== MATERIAL PROVIDED ==

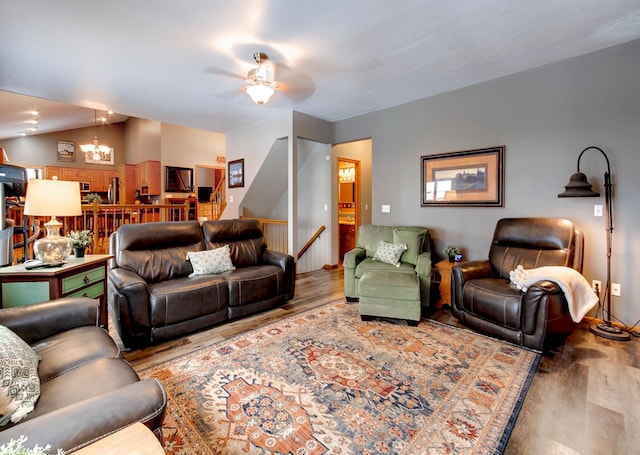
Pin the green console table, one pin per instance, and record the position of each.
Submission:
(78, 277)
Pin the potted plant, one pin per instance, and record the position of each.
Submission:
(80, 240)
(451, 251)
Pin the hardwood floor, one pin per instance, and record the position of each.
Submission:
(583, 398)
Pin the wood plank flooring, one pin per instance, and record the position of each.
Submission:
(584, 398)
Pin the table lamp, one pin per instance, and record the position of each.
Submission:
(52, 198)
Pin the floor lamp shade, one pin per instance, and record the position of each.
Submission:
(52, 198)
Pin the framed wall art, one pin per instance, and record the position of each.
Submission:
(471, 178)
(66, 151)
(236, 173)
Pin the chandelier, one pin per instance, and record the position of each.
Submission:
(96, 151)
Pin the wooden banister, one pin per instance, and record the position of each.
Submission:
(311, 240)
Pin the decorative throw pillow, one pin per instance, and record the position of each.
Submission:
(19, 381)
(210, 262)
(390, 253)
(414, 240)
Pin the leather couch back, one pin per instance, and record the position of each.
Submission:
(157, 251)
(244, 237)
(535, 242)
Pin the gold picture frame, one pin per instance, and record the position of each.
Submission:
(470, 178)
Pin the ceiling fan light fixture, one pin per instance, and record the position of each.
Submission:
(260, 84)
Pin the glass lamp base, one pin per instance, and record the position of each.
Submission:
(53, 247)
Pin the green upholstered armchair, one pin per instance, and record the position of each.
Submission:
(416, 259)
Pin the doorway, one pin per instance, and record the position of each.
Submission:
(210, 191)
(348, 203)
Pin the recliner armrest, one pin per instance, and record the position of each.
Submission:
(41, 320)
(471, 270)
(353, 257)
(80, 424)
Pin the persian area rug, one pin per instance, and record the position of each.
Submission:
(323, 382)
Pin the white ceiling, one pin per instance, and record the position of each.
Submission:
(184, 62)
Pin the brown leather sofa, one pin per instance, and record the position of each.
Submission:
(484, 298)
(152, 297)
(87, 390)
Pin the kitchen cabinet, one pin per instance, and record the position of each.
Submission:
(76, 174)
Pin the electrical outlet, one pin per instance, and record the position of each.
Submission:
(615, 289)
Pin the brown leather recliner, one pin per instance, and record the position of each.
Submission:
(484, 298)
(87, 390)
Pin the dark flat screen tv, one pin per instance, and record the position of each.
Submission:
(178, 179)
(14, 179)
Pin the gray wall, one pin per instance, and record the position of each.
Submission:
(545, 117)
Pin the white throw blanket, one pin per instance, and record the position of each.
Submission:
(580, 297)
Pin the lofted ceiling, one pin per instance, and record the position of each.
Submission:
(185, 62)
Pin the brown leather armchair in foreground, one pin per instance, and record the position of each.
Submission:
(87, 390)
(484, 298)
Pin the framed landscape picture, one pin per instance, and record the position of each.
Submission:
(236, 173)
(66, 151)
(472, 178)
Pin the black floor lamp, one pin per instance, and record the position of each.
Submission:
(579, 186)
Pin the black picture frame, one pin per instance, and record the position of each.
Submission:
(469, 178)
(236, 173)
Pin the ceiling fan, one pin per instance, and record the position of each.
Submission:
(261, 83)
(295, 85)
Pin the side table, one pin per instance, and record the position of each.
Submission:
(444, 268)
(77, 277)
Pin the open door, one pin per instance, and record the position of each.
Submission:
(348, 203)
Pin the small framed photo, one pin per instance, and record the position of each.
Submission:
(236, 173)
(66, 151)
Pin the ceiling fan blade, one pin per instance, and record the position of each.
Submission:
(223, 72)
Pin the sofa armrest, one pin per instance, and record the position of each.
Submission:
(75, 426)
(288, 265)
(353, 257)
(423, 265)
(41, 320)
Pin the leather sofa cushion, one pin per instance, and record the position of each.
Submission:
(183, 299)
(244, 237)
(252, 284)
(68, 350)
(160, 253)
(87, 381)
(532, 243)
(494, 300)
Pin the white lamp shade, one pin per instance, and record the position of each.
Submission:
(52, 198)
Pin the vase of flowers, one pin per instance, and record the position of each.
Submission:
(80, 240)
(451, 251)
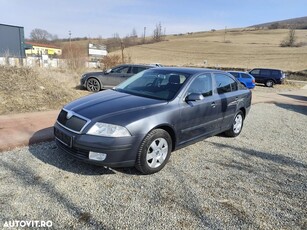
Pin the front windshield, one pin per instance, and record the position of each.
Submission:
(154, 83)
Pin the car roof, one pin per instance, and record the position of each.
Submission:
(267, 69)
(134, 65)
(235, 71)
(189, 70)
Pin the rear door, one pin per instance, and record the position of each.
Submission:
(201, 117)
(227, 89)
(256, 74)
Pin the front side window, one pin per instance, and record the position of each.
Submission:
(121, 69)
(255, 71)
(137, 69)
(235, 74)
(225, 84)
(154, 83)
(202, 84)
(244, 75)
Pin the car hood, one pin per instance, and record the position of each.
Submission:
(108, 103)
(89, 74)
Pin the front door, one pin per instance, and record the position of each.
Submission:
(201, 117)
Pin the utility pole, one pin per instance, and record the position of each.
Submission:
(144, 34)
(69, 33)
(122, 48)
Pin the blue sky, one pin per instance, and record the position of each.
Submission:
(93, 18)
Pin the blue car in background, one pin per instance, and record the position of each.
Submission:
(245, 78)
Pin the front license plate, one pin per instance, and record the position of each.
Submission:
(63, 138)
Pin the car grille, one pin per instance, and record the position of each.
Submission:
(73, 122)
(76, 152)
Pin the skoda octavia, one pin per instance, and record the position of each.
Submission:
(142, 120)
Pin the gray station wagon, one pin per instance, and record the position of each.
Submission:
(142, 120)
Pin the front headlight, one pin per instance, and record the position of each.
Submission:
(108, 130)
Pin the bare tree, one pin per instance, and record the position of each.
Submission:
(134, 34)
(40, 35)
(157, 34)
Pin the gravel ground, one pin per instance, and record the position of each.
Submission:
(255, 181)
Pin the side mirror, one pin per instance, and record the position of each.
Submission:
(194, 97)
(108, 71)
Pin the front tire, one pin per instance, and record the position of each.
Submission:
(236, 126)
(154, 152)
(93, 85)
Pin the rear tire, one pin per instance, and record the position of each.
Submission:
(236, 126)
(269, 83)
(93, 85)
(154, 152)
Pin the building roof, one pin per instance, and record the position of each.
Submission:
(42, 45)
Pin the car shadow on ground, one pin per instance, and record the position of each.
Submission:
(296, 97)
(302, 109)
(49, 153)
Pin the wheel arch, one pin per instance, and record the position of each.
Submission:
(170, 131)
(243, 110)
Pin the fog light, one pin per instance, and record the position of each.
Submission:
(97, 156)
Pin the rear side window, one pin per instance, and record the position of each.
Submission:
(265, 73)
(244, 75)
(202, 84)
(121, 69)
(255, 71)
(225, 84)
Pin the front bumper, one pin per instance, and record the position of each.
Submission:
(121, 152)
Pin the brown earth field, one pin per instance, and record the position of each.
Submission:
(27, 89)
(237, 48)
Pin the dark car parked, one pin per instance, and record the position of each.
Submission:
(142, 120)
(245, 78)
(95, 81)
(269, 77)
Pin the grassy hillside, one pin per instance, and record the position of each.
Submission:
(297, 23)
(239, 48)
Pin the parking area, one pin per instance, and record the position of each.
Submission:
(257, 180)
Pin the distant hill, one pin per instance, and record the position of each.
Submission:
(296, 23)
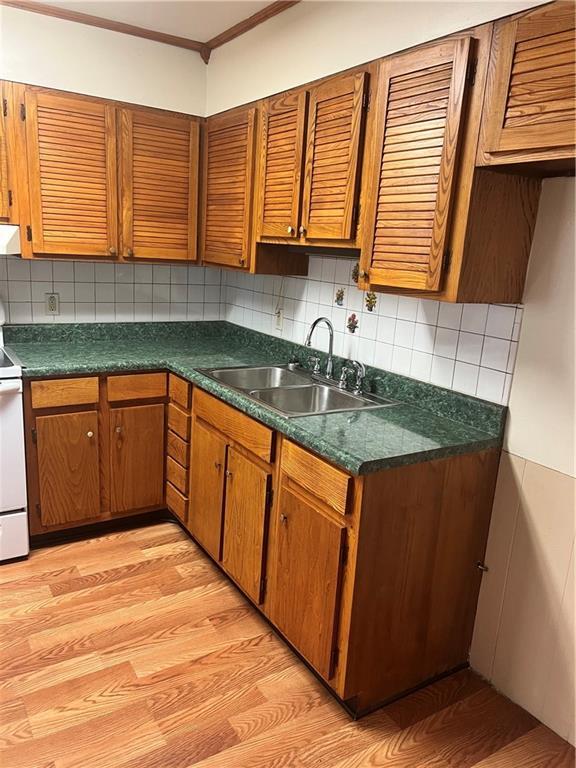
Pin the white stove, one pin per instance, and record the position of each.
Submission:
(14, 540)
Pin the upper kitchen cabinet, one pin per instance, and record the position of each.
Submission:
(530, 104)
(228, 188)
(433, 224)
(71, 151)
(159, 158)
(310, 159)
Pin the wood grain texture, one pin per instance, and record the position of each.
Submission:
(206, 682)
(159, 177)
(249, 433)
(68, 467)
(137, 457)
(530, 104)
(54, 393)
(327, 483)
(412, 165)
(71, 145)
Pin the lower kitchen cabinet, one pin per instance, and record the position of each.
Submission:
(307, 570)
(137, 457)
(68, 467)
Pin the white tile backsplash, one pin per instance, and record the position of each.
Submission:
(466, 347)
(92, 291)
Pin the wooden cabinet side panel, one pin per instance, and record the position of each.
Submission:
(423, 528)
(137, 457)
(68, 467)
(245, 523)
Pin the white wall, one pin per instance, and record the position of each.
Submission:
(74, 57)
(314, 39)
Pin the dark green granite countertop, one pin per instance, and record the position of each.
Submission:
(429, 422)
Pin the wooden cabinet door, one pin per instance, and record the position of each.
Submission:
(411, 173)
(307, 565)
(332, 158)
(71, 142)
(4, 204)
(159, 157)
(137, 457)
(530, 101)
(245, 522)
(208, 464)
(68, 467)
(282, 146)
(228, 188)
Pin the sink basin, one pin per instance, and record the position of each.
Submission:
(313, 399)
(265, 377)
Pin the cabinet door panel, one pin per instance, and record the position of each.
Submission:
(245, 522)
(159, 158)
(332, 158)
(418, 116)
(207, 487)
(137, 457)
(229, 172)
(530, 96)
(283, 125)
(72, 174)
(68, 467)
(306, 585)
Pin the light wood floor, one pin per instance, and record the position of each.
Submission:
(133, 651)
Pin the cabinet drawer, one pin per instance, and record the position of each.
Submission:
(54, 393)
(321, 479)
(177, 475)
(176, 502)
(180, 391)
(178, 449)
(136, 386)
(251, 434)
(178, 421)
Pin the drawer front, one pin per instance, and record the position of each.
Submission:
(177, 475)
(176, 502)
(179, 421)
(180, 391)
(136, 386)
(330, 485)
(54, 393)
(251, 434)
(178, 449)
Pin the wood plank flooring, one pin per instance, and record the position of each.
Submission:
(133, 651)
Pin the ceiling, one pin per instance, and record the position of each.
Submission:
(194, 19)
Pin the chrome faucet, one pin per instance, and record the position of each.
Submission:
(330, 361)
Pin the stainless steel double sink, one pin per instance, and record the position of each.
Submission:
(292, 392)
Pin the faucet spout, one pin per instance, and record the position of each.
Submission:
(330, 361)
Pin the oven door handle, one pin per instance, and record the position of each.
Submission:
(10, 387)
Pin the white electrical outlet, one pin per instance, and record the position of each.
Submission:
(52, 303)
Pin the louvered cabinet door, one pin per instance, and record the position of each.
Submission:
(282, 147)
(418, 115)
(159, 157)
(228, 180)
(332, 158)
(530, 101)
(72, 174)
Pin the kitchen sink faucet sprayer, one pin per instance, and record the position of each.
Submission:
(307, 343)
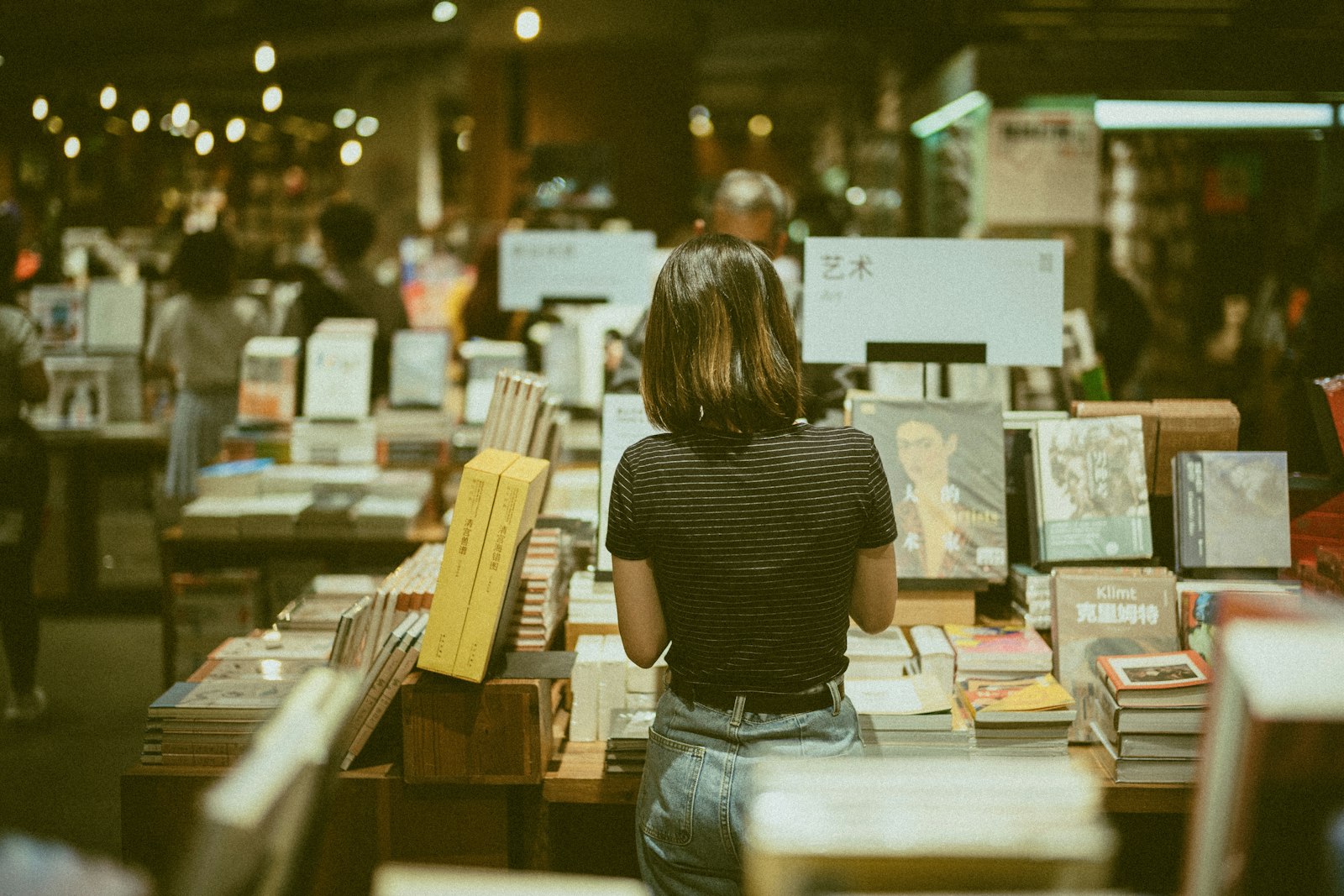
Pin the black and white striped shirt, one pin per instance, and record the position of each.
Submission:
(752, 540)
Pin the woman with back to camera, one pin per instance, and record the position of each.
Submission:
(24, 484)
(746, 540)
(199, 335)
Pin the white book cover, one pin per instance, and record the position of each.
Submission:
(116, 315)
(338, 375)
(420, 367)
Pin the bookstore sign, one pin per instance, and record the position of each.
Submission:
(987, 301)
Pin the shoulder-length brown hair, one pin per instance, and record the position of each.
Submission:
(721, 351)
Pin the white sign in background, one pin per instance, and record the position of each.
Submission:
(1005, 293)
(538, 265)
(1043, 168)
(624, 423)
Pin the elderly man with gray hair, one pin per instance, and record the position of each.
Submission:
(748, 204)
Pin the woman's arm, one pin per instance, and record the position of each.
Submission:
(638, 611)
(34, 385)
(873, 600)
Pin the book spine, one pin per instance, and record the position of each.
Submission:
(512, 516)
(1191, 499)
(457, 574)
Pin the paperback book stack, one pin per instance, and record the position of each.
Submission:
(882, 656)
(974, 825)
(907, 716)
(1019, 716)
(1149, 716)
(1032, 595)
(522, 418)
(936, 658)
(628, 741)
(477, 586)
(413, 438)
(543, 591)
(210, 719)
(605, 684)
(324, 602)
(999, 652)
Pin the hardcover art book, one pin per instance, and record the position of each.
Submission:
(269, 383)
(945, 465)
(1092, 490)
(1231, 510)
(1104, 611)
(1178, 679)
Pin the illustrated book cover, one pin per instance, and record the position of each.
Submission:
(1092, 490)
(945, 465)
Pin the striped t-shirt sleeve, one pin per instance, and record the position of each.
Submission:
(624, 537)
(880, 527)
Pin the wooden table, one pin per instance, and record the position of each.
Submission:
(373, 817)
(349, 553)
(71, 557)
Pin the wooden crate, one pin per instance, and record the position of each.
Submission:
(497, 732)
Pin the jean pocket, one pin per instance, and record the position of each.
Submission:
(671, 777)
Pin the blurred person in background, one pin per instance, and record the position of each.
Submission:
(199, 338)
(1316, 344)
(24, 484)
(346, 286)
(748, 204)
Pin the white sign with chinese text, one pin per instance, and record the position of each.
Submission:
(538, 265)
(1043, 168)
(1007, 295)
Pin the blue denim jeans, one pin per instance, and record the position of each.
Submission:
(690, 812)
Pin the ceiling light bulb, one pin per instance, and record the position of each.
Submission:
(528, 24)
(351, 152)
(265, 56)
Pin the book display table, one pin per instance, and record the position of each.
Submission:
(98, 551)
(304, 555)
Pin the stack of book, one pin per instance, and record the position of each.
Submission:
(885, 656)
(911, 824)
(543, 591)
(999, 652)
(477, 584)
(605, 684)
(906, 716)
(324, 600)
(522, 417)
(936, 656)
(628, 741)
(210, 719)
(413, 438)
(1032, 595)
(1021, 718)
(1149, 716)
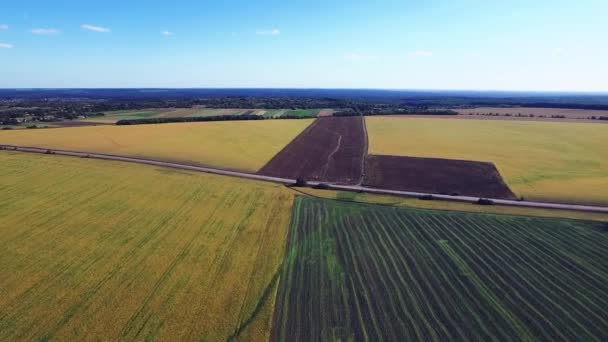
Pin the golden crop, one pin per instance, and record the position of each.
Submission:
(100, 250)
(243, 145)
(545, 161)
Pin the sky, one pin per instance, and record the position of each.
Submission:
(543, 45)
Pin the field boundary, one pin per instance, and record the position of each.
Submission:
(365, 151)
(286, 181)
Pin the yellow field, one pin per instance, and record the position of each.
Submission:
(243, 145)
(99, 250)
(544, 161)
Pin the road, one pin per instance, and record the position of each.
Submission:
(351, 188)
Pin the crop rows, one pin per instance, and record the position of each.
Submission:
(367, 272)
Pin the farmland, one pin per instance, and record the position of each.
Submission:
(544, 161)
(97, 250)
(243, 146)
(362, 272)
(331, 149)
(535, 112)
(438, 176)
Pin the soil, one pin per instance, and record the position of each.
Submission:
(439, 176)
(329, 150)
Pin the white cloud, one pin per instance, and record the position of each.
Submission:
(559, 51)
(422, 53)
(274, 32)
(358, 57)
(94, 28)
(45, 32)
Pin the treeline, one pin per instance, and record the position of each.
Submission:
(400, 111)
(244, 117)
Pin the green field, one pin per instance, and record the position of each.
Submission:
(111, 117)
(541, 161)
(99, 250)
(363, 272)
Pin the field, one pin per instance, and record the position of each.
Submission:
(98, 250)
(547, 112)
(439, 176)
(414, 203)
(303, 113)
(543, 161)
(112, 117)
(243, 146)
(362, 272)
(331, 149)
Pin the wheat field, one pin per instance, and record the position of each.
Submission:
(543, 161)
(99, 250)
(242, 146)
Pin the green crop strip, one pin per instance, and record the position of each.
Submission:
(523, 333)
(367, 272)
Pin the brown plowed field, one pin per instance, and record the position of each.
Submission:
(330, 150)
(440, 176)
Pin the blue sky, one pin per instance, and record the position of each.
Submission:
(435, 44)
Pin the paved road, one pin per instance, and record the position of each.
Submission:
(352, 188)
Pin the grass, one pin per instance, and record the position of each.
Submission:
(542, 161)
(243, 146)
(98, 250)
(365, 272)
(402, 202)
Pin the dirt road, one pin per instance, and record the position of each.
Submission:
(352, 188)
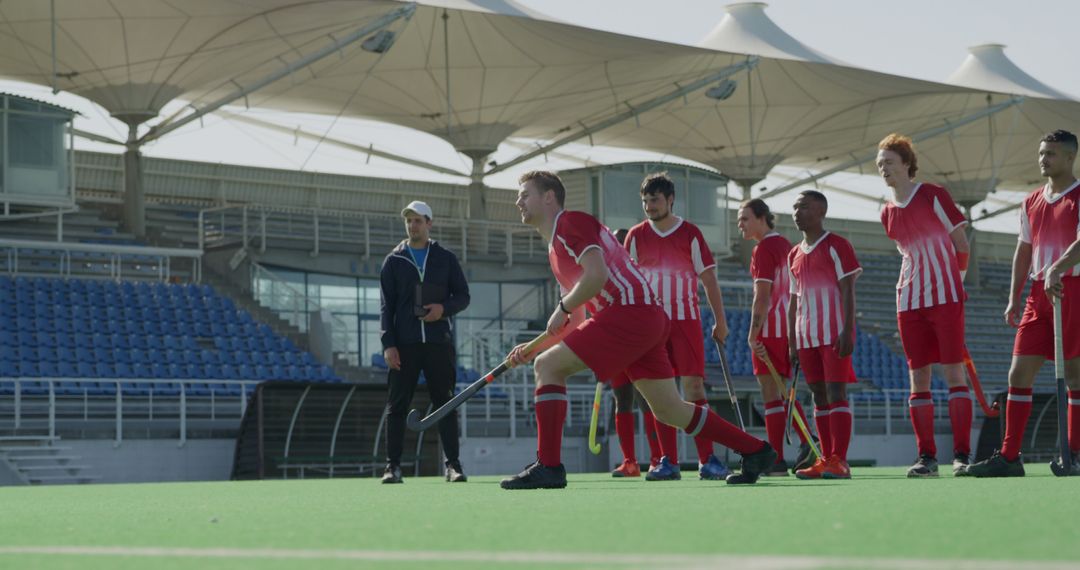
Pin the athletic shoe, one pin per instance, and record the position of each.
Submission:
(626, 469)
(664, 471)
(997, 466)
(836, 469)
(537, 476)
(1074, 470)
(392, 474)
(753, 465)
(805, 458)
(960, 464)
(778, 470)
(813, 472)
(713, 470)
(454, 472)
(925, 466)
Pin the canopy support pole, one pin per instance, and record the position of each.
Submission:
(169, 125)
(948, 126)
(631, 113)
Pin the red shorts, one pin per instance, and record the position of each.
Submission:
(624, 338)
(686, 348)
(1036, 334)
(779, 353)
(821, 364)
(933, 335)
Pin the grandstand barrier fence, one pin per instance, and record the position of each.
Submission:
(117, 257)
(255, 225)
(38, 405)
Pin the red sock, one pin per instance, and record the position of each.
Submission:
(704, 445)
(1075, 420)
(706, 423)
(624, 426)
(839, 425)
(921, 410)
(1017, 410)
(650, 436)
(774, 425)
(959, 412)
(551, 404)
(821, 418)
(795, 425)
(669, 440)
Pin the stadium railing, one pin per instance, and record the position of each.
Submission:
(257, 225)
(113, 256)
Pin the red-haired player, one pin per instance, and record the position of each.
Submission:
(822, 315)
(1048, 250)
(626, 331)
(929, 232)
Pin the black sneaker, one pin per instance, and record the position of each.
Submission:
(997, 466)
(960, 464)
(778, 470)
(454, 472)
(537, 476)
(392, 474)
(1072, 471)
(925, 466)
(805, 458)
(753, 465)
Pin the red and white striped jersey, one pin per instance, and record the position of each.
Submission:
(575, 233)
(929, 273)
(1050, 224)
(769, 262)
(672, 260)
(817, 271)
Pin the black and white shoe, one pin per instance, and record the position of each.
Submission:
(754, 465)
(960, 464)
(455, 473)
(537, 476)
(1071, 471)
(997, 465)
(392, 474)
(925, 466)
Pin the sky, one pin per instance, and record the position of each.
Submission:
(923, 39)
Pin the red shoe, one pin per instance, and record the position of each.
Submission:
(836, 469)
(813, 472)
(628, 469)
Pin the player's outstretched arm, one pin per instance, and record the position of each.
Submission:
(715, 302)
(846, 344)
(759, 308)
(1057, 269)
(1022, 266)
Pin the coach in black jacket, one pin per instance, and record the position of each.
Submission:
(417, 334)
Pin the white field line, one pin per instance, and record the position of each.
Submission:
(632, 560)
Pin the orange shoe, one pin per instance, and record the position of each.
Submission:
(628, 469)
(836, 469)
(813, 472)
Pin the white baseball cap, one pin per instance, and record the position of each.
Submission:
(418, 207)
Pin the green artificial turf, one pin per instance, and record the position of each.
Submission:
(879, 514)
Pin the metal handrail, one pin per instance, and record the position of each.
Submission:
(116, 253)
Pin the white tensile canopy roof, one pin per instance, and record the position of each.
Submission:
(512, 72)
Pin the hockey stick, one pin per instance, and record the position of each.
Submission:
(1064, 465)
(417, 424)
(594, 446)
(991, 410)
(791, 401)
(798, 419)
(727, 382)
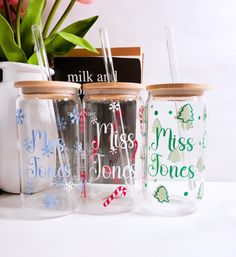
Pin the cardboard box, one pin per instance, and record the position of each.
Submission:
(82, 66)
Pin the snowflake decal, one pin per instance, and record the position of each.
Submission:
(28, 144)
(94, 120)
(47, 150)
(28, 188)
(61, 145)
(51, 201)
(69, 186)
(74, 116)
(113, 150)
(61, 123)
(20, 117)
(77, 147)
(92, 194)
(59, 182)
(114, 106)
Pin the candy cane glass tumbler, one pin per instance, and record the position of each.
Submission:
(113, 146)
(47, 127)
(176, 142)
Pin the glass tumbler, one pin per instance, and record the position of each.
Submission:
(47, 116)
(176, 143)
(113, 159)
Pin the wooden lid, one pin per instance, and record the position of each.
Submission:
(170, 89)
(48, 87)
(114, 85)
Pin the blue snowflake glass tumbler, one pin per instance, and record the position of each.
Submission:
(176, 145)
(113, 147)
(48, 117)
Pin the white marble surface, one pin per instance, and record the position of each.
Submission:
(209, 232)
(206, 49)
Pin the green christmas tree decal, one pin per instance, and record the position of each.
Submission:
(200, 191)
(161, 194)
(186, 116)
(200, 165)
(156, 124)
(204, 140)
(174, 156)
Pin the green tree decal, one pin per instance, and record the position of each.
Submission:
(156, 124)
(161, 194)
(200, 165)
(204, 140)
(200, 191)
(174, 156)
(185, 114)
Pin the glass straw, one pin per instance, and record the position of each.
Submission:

== AIM OF THE EXERCISE ==
Take the line in which "Pin the snowflake" occurs and each subsequent line through the end; give these lines again without alteration.

== ANSWER FOR THIS EXERCISE ==
Pin the snowflake decal, one pin per instance, and record the position of each.
Submission:
(28, 144)
(94, 120)
(47, 150)
(28, 188)
(61, 145)
(51, 201)
(69, 186)
(74, 116)
(113, 150)
(61, 123)
(20, 117)
(77, 147)
(92, 194)
(59, 182)
(114, 106)
Pin the candy cane glass tumbler, one pin per instance, and record the position of each.
Submission:
(113, 146)
(47, 127)
(176, 142)
Pin the glass tumbler, one pin per instance, and record the position of each.
Submission:
(47, 116)
(176, 143)
(113, 159)
Pin the wooden lid, one pin per instance, and record the position of each.
Submission:
(170, 89)
(48, 87)
(114, 85)
Pin the blue snowflake glass tumbler, one pin per instance, and record the position of each.
Submission:
(176, 145)
(113, 147)
(48, 117)
Pin the white marble surface, one pin per instance, and record the position of each.
Submission:
(209, 232)
(206, 49)
Pin the green christmas tree decal, one pin per instance, and record the position of each.
Submission:
(200, 191)
(161, 194)
(186, 116)
(200, 165)
(156, 124)
(204, 140)
(174, 156)
Pin the green tree decal, one pin per instance, and record the position of each.
Submission:
(156, 124)
(161, 194)
(200, 165)
(204, 140)
(200, 191)
(174, 156)
(185, 114)
Pin the glass straw, one pin per instance, and record the position of each.
Submission:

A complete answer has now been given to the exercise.